## [Given request]
Reproduce verbatim the items from the line with "Ground pile of green" through the line with "265, 800, 480]]", both lines included.

## [Data in this exercise]
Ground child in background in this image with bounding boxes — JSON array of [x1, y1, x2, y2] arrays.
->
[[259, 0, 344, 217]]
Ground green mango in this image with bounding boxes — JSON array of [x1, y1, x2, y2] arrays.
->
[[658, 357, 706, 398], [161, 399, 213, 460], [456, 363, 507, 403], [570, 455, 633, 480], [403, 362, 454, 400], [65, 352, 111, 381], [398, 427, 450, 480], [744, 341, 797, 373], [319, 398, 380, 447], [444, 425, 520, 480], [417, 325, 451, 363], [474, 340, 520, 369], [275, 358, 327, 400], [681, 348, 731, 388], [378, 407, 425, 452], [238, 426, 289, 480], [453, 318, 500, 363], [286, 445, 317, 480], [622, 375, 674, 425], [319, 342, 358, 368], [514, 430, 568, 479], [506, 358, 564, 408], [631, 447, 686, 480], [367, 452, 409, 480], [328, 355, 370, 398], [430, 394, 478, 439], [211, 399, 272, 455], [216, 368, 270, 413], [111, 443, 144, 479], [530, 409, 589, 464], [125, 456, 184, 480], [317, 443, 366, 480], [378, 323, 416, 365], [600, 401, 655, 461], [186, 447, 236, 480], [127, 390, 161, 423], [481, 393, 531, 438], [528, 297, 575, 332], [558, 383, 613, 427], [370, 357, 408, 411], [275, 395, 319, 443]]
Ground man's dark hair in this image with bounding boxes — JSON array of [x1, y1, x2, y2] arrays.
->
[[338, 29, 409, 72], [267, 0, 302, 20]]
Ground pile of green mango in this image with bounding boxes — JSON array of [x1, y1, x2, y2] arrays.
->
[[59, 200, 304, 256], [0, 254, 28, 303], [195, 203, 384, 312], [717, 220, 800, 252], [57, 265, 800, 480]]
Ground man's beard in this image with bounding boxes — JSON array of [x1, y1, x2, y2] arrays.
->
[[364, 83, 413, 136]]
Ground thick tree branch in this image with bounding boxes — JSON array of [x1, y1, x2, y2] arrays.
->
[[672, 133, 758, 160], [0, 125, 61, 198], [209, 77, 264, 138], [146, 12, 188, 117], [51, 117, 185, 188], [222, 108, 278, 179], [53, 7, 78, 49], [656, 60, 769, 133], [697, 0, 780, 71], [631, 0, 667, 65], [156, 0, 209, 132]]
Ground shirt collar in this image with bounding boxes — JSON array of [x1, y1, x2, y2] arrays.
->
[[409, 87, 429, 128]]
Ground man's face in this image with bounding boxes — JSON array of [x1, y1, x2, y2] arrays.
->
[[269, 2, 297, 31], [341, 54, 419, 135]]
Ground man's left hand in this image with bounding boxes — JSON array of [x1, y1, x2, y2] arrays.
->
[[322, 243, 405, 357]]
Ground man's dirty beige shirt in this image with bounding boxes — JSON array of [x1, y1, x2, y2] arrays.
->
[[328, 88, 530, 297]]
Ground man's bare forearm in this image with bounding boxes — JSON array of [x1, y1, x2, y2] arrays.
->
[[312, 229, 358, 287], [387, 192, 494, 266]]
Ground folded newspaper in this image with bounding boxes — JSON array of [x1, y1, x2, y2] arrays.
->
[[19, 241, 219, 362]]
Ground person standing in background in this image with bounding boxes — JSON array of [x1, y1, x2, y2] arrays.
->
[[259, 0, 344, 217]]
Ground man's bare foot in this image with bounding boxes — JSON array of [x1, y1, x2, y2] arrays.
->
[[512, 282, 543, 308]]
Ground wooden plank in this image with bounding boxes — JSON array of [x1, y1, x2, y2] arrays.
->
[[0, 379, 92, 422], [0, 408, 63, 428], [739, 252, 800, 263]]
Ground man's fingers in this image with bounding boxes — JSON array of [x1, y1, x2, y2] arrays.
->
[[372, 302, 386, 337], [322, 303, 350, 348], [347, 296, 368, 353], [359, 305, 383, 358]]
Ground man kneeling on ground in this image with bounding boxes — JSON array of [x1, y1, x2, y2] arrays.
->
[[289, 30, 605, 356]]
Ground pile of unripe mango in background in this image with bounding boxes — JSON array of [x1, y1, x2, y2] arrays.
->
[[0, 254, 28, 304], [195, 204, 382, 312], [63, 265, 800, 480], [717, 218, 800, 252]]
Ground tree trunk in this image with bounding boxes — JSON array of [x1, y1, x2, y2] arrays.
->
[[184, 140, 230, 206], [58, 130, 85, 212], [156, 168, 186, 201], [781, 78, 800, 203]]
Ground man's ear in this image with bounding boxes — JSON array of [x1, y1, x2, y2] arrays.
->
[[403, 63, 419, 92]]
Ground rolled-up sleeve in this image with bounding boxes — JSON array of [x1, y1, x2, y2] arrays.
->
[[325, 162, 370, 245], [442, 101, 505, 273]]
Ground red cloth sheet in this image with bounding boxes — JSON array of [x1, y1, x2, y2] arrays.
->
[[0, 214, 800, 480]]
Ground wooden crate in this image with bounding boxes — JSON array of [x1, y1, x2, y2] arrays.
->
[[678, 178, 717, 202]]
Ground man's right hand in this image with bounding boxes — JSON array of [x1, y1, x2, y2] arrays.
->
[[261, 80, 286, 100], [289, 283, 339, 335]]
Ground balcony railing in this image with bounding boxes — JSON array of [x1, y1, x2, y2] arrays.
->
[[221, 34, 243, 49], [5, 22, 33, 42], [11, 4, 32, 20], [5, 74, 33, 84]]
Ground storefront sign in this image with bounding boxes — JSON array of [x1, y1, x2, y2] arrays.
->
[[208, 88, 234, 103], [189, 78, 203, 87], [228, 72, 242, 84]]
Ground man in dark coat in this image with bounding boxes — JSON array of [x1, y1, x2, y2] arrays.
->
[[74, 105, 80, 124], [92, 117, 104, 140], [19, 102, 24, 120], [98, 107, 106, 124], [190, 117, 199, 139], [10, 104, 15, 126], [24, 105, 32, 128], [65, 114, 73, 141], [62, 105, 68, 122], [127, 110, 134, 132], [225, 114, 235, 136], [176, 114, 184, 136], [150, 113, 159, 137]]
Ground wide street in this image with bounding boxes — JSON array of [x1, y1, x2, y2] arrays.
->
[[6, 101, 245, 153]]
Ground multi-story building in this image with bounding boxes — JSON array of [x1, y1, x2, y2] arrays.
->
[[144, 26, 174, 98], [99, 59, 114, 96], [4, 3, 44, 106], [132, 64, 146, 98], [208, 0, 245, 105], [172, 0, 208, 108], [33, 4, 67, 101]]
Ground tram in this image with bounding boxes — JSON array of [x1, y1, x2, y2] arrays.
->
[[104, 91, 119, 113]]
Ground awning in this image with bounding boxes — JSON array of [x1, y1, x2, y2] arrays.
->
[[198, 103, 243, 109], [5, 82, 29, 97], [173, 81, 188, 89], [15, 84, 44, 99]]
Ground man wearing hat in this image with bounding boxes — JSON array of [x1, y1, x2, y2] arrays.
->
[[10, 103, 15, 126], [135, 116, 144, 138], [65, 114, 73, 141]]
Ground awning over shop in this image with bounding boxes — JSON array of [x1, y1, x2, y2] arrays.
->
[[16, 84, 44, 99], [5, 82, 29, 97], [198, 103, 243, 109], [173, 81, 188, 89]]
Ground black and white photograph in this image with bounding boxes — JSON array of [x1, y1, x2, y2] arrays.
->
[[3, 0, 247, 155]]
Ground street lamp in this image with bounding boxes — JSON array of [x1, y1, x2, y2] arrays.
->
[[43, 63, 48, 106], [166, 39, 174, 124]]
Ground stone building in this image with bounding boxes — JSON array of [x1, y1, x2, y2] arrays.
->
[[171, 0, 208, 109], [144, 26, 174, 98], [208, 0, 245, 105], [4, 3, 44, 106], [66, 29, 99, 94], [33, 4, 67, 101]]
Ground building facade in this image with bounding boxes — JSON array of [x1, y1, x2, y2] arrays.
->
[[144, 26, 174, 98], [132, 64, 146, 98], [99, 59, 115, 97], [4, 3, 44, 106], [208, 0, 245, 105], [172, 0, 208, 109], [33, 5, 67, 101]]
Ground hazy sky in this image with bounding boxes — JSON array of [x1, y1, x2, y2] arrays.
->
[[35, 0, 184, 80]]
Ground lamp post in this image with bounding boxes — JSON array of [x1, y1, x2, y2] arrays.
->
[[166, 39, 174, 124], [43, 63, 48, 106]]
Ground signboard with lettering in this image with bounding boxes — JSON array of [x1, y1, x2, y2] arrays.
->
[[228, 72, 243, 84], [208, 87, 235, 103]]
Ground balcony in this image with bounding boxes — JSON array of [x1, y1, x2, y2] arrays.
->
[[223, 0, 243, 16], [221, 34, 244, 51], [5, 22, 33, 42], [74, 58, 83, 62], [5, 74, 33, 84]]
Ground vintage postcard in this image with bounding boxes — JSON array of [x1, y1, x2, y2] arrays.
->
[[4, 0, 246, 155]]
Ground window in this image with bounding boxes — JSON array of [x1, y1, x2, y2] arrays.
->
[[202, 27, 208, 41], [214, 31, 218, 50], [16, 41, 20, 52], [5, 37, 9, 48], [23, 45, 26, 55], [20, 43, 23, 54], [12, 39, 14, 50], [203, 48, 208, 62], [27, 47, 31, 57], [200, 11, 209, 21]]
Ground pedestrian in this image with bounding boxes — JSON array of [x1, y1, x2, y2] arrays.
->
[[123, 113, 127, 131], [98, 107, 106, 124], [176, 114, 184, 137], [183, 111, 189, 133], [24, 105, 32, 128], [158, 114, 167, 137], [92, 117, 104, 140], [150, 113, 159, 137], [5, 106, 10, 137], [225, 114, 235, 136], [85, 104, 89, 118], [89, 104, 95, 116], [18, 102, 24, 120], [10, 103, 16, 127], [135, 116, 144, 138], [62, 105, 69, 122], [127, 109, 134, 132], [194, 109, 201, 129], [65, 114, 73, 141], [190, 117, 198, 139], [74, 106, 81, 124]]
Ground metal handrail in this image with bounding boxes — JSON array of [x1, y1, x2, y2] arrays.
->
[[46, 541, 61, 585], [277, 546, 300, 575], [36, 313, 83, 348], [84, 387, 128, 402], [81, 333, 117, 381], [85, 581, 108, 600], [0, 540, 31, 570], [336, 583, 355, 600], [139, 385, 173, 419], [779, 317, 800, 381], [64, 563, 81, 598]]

## [Task answer]
Ground pile of green mango in this image with bounding boxes — JSON array of [x1, y1, x2, y2] arrays.
->
[[59, 200, 304, 256], [0, 254, 28, 303], [195, 203, 384, 312], [717, 220, 800, 252], [57, 265, 800, 480]]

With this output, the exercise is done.